**WHAT IS REQUIRED:**
Find each line in the rows below that contains the word "carpet" and copy those lines. Case counts.

**AVAILABLE RECORDS:**
== == ==
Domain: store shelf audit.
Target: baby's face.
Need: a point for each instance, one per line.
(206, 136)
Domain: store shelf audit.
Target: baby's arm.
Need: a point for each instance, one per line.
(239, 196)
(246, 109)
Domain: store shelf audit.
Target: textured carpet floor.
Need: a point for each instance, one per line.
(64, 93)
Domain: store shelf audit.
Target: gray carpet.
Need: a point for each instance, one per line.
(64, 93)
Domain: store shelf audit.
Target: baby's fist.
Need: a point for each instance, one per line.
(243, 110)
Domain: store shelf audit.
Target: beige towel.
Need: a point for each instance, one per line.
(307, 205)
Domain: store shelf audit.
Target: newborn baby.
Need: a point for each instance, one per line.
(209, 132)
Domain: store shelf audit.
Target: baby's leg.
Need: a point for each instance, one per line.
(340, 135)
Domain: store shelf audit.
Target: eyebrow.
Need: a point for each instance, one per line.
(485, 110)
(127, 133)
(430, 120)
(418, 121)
== == ==
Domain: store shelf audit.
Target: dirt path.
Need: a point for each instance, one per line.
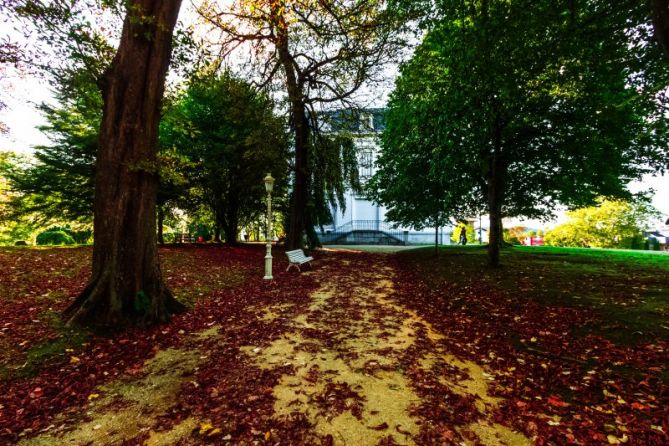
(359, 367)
== == ==
**EXERCISE ANSWER:**
Target: textured carpet floor.
Target: gray carpet.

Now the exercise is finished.